▸ Work instructions: Reproduce only the part of the data that opens with the line containing "Query: beige patio umbrella" and closes with the line containing "Outline every instance of the beige", switching "umbrella" to "parasol" and keeping everything else the same.

▸ Material provided:

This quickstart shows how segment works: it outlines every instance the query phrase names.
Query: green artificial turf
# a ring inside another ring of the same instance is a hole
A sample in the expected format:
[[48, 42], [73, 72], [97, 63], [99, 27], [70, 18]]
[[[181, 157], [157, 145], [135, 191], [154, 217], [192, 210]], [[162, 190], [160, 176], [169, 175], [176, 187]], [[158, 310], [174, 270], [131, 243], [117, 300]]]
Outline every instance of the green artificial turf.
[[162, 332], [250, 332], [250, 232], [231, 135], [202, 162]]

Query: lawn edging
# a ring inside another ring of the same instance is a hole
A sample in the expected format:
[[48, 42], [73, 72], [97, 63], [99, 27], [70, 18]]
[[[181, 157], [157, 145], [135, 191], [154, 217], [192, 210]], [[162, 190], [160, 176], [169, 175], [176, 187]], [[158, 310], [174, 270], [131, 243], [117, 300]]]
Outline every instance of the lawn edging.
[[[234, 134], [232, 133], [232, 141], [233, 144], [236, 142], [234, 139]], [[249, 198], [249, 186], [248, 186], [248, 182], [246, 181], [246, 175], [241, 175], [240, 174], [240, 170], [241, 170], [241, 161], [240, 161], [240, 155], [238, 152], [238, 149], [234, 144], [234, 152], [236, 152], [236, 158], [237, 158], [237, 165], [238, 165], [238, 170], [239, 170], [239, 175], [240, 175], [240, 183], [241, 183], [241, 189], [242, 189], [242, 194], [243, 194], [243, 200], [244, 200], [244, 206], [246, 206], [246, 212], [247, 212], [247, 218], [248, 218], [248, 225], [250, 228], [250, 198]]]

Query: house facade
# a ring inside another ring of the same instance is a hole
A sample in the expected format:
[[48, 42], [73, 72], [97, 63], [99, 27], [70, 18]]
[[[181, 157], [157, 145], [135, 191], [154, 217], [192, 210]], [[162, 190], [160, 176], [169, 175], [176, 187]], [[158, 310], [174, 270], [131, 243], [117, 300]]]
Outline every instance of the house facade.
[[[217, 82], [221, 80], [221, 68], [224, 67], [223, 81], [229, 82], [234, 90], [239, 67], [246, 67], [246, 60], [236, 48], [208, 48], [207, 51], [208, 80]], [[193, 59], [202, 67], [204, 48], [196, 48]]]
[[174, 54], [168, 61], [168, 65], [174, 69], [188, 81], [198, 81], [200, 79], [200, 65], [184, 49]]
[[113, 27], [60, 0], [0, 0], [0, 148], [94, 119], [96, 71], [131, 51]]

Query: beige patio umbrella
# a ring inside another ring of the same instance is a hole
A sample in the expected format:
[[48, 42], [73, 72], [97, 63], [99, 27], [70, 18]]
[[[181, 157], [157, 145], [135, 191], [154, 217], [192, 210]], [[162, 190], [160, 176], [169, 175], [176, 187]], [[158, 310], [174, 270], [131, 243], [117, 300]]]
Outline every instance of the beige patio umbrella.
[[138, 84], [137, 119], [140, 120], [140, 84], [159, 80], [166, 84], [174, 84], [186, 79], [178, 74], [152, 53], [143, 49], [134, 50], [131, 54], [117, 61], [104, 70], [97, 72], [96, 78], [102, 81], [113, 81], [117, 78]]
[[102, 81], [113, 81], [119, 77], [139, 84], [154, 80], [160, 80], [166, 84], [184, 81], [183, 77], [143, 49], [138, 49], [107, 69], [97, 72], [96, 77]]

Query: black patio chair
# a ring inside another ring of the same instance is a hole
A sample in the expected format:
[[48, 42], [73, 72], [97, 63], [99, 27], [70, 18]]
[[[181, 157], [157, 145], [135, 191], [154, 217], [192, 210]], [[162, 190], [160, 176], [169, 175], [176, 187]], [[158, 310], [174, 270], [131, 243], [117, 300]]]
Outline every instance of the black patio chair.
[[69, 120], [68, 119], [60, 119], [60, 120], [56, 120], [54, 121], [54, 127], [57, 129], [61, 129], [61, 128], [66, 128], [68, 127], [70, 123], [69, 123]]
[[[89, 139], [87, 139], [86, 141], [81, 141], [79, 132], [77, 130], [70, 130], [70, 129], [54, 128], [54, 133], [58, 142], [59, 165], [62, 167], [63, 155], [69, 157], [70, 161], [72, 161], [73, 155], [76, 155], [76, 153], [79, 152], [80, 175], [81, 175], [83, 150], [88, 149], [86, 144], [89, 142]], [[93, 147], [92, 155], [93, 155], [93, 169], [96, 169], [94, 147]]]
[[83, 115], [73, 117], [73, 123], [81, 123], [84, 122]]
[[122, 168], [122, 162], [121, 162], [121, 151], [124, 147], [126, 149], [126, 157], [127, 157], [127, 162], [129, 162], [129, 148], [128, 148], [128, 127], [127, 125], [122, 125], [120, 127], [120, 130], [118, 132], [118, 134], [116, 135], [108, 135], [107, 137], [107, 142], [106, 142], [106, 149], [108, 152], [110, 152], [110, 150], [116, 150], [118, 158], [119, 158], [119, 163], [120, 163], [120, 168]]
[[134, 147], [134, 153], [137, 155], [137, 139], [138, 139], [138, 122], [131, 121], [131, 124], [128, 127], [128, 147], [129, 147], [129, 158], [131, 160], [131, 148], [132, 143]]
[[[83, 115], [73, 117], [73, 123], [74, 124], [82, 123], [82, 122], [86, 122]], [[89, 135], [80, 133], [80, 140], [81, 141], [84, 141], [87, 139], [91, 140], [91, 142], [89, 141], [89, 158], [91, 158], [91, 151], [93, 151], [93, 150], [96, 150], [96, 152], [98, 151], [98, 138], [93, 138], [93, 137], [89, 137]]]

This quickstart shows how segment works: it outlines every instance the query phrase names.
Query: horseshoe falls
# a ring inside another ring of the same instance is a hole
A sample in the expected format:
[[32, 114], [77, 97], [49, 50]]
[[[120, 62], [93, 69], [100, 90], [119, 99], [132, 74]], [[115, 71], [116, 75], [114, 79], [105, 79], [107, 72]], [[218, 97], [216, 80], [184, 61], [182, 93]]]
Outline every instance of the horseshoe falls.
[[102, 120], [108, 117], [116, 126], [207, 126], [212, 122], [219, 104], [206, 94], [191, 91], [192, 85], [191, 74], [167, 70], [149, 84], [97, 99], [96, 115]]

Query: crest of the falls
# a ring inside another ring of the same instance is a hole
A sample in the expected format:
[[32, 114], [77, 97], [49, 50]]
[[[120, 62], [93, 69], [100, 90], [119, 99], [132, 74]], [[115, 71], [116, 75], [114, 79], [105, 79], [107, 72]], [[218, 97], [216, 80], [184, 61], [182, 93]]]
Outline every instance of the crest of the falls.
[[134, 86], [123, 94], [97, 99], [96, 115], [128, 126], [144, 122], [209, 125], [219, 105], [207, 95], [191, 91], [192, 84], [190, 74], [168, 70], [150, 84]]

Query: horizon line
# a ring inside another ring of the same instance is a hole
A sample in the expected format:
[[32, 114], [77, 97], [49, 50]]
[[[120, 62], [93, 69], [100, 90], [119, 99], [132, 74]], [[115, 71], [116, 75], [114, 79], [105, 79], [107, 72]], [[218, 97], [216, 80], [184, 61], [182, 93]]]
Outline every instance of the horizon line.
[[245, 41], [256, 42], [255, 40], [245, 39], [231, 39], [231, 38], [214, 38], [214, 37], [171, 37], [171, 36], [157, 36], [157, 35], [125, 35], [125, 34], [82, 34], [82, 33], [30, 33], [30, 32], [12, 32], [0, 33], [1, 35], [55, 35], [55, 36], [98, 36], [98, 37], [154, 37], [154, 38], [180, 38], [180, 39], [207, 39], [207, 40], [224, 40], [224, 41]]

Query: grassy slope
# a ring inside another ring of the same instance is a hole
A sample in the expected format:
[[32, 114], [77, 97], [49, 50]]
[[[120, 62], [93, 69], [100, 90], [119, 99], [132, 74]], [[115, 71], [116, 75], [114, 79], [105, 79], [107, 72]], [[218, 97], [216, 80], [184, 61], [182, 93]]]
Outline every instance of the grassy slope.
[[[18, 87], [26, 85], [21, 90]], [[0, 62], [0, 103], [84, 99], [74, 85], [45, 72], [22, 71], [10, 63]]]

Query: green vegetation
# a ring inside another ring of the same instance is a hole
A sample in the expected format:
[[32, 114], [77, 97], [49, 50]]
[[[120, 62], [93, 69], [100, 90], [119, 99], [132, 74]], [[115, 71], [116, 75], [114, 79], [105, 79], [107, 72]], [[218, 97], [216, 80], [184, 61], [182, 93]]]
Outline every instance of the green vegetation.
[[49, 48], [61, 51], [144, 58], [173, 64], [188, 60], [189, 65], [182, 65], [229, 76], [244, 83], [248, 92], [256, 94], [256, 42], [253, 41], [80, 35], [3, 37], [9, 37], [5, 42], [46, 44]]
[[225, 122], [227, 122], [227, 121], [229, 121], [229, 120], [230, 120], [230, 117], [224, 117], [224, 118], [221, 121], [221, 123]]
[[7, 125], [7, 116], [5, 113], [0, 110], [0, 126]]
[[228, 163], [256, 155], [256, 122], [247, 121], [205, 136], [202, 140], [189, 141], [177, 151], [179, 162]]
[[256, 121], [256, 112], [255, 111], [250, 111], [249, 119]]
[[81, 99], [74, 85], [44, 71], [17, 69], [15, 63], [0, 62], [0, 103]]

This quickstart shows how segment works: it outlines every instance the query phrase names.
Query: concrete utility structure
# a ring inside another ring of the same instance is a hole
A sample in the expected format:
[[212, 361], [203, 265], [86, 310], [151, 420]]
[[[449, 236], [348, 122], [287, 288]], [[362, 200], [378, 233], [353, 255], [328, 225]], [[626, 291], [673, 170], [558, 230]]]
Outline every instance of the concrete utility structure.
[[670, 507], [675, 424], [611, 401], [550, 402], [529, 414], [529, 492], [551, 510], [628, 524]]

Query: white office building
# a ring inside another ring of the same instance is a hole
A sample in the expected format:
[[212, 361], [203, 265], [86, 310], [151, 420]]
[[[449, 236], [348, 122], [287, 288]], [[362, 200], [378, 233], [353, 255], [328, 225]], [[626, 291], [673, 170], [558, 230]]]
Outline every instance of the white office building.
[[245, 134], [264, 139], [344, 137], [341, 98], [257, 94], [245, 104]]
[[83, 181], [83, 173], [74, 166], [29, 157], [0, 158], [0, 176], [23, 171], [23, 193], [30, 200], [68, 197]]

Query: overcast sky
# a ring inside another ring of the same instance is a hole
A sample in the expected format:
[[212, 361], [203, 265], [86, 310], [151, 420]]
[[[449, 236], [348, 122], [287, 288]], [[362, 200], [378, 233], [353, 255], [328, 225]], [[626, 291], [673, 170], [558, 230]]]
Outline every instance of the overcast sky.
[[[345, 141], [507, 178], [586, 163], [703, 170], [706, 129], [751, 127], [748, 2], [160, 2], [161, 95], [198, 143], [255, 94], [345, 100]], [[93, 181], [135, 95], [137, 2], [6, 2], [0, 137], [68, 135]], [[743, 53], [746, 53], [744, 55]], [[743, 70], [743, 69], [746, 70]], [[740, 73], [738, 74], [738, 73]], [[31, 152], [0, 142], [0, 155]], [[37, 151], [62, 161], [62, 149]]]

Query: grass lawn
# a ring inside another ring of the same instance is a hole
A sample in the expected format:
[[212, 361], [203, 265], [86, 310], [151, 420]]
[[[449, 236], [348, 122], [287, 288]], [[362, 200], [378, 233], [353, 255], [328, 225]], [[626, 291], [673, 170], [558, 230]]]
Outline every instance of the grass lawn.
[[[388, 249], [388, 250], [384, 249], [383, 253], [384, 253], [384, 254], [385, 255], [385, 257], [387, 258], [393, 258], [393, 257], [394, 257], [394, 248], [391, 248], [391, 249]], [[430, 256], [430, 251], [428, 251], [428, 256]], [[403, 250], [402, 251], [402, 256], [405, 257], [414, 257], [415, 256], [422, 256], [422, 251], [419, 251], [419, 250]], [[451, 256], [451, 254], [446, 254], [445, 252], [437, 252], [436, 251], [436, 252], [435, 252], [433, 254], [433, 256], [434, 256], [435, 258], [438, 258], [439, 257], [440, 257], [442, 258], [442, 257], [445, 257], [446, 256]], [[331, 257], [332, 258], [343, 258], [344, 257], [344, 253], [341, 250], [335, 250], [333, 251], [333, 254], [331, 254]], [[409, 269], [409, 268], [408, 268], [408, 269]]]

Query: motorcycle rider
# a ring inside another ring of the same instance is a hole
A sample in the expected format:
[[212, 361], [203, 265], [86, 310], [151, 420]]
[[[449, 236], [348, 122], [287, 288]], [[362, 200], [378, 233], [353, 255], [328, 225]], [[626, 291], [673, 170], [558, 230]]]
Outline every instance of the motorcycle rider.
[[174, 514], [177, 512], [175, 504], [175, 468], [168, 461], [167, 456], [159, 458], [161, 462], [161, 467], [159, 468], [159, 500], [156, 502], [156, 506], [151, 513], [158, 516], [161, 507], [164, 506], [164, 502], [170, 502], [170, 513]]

▸ Full answer:
Query: beige patio parasol
# a ring inside another ring of the same instance is a hole
A sample in the expected format:
[[48, 42], [73, 72], [97, 63], [99, 27], [70, 18]]
[[[181, 157], [157, 145], [135, 191], [154, 217], [192, 210]], [[162, 190], [160, 176], [169, 175], [176, 187]], [[158, 310], [174, 270], [131, 243], [117, 300]]]
Outline every instance of the beige patio parasol.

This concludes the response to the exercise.